Problem details:
Answer these questions from the passage on the public goods game below:
1. What was the initial endowment each respondent received, in CDF?
2. What did a respondent receive for rolling a black side of the die?
3. How long after the game did individuals receive their money?

To measure cooperation, individuals in the sample completed a public goods game with their spouse. The public goods game is meant to capture the daily coordination problem couples often face: for instance, there is a benefit to cooperating with a spouse but also incentives to free-ride off the efforts of a spouse. The public goods game was structured as follows. First, husbands and wives were interviewed separately by an enumerator of the same sex to ensure privacy and comfort. They were next given an endowment of 1000 CDF, or approximately 1 USD. They then rolled a die with three white sides and three black sides; if they rolled a black, they received a “bonus” of 500 CDF in addition to the initial endowment. Significantly, the outcome of the die roll was private information, meaning that their spouse did not know their endowment size. The respondents were then given the opportunity to allocate their endowment across two envelopes: a personal envelope and a shared envelope. The respondent was told that contributions made to the shared envelope by both spouses would be combined, increased by 1.5, and then divided evenly between the husband and wife. After the allocation decisions were made privately in a tent concealed from the view of enumerators, both envelopes were collected by the enumerator. Payouts were calculated in the office, and individuals received the sum of money from their personal envelope and the amount earned in the shared envelope one week later. The respondents also completed the same game but with a stranger of the opposite sex.

Data provided:
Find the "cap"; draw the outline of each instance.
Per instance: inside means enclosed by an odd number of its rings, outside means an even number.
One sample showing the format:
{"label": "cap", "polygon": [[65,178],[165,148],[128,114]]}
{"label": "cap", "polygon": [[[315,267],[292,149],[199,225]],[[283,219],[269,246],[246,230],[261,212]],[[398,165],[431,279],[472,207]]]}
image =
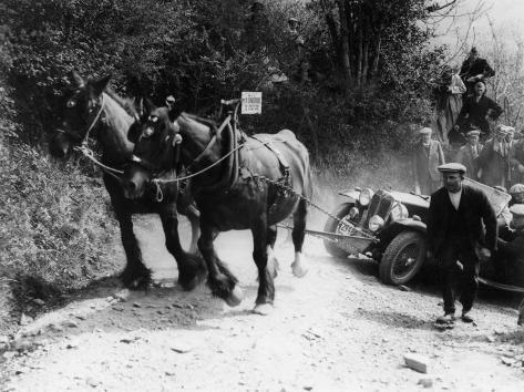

Worked solution:
1. 1000 CDF, or approximately 1 USD.
2. A bonus of 500 CDF in addition to the initial endowment.
3. One week later.